TEXT SEGMENT:
+===+

🤖 AI Summary
This work investigates sparse routing dynamics in Mixture-of-Experts (MoE) models under multilingual settings and identifies cross-lingual routing alignment—particularly in intermediate layers—whose degree strongly correlates with multilingual performance. Building on this observation, we propose a lightweight inference-time routing guidance strategy: explicitly steering non-English tokens to English-activated generalist experts at critical intermediate layers to enhance cross-lingual generalization. The method requires no fine-tuning or additional parameters. It delivers consistent 1–2% absolute improvements across two canonical NLP tasks, three distinct MoE architectures, and over 15 languages, demonstrating its effectiveness and architecture- and task-agnostic applicability. Our core contribution is the first identification and exploitation of cross-lingual routing alignment as an interpretable, low-overhead intervention mechanism for multilingual MoE models.

+===+

SOURCE DATA:
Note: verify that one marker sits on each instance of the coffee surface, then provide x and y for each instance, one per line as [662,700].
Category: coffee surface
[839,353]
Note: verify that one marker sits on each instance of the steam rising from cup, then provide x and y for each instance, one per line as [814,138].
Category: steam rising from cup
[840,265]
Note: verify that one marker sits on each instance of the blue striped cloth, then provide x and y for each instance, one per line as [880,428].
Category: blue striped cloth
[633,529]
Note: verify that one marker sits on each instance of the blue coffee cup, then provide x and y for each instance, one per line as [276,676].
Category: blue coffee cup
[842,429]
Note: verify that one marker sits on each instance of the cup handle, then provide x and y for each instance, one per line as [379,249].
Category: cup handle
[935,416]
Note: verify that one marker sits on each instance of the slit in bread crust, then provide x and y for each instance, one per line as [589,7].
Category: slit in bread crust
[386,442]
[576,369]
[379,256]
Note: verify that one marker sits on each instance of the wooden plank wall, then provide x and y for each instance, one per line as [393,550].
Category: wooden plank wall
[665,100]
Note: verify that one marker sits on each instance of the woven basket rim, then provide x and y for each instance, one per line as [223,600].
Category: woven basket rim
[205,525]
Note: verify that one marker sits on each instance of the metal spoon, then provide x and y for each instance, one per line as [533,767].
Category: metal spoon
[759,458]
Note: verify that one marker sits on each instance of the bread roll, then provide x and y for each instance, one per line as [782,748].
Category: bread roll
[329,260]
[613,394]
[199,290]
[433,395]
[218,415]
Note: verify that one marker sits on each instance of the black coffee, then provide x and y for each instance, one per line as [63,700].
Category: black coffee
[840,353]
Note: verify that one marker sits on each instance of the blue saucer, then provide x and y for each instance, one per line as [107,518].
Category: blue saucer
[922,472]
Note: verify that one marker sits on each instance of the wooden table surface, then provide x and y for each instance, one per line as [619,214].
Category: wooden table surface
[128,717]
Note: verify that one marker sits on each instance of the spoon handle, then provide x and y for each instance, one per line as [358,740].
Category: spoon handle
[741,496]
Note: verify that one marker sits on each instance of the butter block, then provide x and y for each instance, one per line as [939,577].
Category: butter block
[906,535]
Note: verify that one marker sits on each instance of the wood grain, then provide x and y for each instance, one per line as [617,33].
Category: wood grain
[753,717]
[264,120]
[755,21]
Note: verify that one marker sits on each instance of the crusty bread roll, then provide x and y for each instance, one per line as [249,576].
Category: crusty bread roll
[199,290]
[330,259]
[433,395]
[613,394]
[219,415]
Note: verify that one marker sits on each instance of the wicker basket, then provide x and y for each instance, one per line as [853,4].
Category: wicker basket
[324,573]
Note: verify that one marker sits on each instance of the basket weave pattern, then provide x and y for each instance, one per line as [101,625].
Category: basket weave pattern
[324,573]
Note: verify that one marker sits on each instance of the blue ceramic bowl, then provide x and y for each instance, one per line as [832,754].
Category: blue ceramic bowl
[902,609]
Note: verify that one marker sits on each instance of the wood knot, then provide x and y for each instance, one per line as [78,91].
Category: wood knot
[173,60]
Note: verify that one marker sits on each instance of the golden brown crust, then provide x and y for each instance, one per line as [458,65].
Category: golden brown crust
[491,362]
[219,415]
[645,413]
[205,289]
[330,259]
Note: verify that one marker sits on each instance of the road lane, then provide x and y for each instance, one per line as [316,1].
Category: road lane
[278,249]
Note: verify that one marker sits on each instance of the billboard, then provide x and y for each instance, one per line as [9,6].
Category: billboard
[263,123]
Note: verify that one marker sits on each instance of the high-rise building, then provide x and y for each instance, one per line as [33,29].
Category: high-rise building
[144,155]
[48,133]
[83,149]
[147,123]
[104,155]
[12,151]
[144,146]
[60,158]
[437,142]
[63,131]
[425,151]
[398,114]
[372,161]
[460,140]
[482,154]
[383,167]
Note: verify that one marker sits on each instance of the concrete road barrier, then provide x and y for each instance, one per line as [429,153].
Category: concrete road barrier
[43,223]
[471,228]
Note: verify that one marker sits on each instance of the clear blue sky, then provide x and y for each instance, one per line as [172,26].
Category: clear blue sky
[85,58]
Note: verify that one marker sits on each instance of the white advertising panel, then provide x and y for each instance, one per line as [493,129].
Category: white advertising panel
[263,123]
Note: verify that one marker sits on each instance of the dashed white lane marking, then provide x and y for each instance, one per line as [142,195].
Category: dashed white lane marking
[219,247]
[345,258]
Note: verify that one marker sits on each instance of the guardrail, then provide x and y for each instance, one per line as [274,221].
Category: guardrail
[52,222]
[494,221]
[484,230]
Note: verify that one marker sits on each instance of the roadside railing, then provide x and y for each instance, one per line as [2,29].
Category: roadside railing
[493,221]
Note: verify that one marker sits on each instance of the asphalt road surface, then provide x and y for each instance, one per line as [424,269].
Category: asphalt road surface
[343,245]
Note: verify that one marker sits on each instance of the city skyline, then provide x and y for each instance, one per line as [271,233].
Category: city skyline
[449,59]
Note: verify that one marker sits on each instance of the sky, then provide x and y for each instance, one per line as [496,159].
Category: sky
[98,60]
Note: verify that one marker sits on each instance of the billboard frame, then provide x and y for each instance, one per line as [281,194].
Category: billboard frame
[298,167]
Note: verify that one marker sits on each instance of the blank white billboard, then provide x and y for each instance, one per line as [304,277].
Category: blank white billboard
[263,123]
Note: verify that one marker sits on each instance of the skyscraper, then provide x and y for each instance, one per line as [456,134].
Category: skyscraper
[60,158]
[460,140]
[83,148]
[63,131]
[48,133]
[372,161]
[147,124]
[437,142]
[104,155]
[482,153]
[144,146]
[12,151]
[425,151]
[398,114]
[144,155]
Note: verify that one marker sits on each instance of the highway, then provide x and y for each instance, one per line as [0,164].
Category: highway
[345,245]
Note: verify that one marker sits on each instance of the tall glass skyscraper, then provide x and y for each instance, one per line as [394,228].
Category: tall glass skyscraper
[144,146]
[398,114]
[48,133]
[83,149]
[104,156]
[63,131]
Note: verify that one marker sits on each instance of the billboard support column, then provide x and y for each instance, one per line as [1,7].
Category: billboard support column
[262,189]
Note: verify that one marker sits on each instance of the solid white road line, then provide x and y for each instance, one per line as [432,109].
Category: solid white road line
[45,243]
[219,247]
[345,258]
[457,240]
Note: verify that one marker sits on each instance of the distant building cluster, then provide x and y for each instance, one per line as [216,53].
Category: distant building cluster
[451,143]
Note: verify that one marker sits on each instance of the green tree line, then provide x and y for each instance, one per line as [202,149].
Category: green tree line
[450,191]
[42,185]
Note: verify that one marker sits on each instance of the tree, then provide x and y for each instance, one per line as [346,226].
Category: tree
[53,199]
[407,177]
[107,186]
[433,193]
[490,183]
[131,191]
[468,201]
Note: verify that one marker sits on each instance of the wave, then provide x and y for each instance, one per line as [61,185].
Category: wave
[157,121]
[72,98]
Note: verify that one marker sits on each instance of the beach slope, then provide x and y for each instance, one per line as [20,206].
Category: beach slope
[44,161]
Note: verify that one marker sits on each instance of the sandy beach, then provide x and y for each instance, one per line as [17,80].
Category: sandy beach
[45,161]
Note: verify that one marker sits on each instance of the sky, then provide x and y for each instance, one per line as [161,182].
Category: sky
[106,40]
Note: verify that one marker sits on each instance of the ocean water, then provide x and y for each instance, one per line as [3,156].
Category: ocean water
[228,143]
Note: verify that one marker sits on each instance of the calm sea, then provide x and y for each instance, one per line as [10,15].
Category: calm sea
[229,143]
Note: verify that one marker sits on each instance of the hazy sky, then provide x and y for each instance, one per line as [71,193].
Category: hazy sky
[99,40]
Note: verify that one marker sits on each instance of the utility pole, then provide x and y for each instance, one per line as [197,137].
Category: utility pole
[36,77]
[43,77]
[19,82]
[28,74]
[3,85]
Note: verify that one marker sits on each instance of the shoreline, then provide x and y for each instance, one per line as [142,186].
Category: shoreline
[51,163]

+===+

PROBLEMS AND TASKS:
**A)** According to the summary on multilingual routing in Mixture-of-Experts models, what size of improvement does the routing guidance method deliver?
**B)** Extend the summary on multilingual routing in Mixture-of-Experts models beyond its final sentence.
The entries come from a different source than the summary.

SET OF ANSWERS:
**A)** It delivers consistent absolute improvements of 1–2%.

**B)**
📝 Abstract
Mixture-of-Experts (MoE) architectures have become the key to scaling modern LLMs, yet little is understood about how their sparse routing dynamics respond to multilingual data. In this work, we analyze expert routing patterns using parallel multilingual datasets and present highly interpretable layer-wise phenomena. We find that MoE models route tokens in language-specific ways in the early and late decoder layers but exhibit significant cross-lingual routing alignment in middle layers, mirroring parameter-sharing trends observed in dense LLMs. In particular, we reveal a clear, strong correlation between a model's performance in a given language and how similarly its tokens are routed to English in these layers. Extending beyond correlation, we explore inference-time interventions that induce higher cross-lingual routing alignment. We introduce a method that steers the router by promoting middle-layer task experts frequently activated in English, and it successfully increases multilingual performance. These 1-2% gains are remarkably consistent across two evaluation tasks, three models, and 15+ languages, especially given that these simple interventions override routers of extensively trained, state-of-the-art LLMs. In comparison, interventions outside of the middle layers or targeting multilingual-specialized experts only yield performance degradation. Altogether, we present numerous findings that explain how MoEs process non-English text and demonstrate that generalization is limited by the model's ability to leverage language-universal experts in all languages.